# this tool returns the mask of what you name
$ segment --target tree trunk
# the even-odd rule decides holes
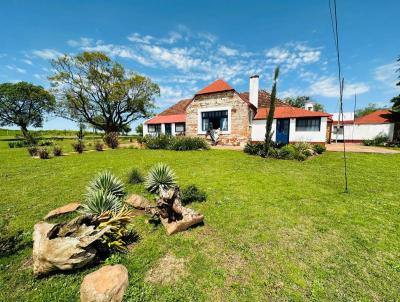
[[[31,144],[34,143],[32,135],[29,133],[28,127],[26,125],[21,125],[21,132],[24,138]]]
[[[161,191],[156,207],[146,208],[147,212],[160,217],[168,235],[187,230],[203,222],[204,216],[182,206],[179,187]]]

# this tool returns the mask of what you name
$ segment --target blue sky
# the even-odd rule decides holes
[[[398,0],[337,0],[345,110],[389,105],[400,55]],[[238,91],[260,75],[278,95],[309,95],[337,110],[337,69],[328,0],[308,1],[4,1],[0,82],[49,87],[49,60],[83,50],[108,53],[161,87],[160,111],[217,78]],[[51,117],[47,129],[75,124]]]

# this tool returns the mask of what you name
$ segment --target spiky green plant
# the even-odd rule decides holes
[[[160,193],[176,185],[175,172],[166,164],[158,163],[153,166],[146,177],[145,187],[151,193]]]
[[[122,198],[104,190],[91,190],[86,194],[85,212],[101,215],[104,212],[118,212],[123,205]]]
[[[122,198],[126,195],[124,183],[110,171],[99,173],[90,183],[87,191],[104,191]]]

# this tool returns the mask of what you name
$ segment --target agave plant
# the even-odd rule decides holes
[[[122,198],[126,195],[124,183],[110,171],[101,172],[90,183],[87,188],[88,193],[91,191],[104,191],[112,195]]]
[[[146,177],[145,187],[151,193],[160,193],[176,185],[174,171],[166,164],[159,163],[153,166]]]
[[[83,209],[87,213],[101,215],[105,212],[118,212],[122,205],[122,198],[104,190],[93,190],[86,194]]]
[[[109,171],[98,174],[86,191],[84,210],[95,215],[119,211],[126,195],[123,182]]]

- - -

Could you repeat every entry above exactly, with each picture omitted?

Exercise solution →
# this tool returns the mask of what you name
$ segment --target tree trunk
# the even-odd rule decides holes
[[[31,144],[34,143],[32,135],[29,133],[28,127],[26,125],[21,125],[21,132],[24,138]]]
[[[161,191],[156,207],[146,208],[147,212],[160,217],[168,235],[187,230],[203,222],[204,216],[182,206],[179,187]]]

# this tool returns the mask of what you name
$ segment --target blue sky
# the even-odd rule decides holes
[[[398,0],[337,0],[345,110],[389,105],[400,55]],[[238,91],[260,75],[278,95],[309,95],[337,110],[337,69],[328,0],[308,1],[4,1],[0,82],[49,87],[49,60],[83,50],[108,53],[161,87],[160,111],[217,78]],[[51,117],[47,129],[75,124]]]

# this tool returns the mask of what you name
$ segment --target spiky green plant
# the even-odd rule decides holes
[[[160,193],[176,185],[175,172],[166,164],[158,163],[153,166],[146,177],[145,187],[151,193]]]
[[[122,198],[104,190],[91,190],[86,194],[85,212],[101,215],[104,212],[118,212],[123,205]]]
[[[122,198],[126,195],[124,183],[110,171],[99,173],[90,183],[87,191],[104,191]]]

# this tool returns the mask of what you name
$ segment --target agave plant
# the even-odd rule decides holes
[[[122,198],[126,195],[124,183],[110,171],[101,172],[90,183],[87,188],[88,193],[91,191],[104,191],[112,195]]]
[[[146,177],[145,187],[151,193],[160,193],[176,185],[174,171],[166,164],[159,163],[153,166]]]
[[[83,209],[87,213],[101,215],[105,212],[118,212],[122,205],[122,198],[104,190],[93,190],[86,194]]]
[[[109,171],[98,174],[86,191],[84,210],[95,215],[119,211],[126,195],[123,182]]]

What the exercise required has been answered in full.